WHAT YOU SHOULD DO: Can you retype all of the rows below word for word, leaving the pictures out?

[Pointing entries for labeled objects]
_____

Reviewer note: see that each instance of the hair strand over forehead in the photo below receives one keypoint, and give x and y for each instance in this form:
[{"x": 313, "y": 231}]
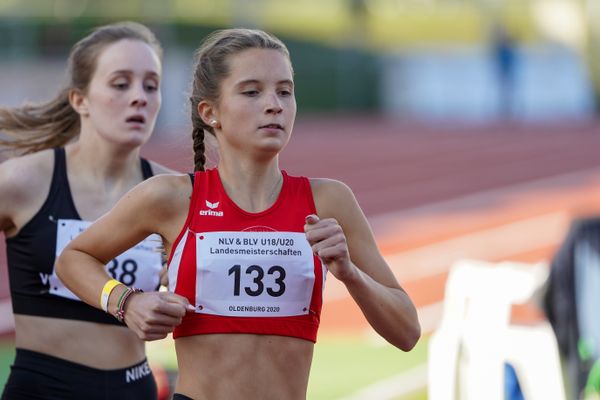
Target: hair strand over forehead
[{"x": 212, "y": 68}]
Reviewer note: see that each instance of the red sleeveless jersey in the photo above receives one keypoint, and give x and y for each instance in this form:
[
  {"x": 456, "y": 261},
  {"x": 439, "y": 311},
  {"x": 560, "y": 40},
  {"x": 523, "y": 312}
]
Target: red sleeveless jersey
[{"x": 247, "y": 272}]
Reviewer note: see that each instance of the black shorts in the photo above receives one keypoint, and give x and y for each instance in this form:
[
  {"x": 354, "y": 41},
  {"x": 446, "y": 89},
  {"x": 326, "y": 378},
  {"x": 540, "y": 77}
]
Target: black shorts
[{"x": 37, "y": 376}]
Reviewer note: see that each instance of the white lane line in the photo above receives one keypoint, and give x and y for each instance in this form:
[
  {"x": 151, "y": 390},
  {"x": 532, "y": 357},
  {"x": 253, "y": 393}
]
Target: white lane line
[
  {"x": 395, "y": 386},
  {"x": 7, "y": 321}
]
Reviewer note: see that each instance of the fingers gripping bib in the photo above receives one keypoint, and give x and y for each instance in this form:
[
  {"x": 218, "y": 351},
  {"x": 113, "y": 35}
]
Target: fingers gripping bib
[{"x": 247, "y": 272}]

_____

TASK SOLUTION:
Reviewer note: see that each instance of the hair strand over forehead in the photo below receives one keypoint, and give x and y for each instance in this form:
[{"x": 313, "y": 231}]
Target: hair strand over forehead
[{"x": 212, "y": 68}]
Reviewer note: see that each instance of the red sleeveless jersey in the photo above receives one keypoint, and give x and y for each instance in this form:
[
  {"x": 456, "y": 261},
  {"x": 439, "y": 311},
  {"x": 560, "y": 40},
  {"x": 523, "y": 312}
]
Target: red sleeveless jersey
[{"x": 247, "y": 272}]
Reviewer note: see that each instance of the black shorts in the photo above receives one keypoint, and give x and y for each instance in this form:
[
  {"x": 354, "y": 41},
  {"x": 446, "y": 89},
  {"x": 326, "y": 378},
  {"x": 540, "y": 77}
]
Target: black shorts
[{"x": 37, "y": 376}]
Reviewer note: see that each instance of the white lane line in the photo above receives one keypoint, and give x and y for each instance in this form:
[
  {"x": 151, "y": 390},
  {"x": 532, "y": 357},
  {"x": 253, "y": 393}
]
Target: white lane line
[
  {"x": 395, "y": 386},
  {"x": 7, "y": 321}
]
Reviewer note: see that each instance of the fingers gripping bib in the photo above receives one keypoint, and give x and y for each instance in this form:
[
  {"x": 218, "y": 351},
  {"x": 113, "y": 35}
]
Target: fingers gripping bib
[{"x": 247, "y": 272}]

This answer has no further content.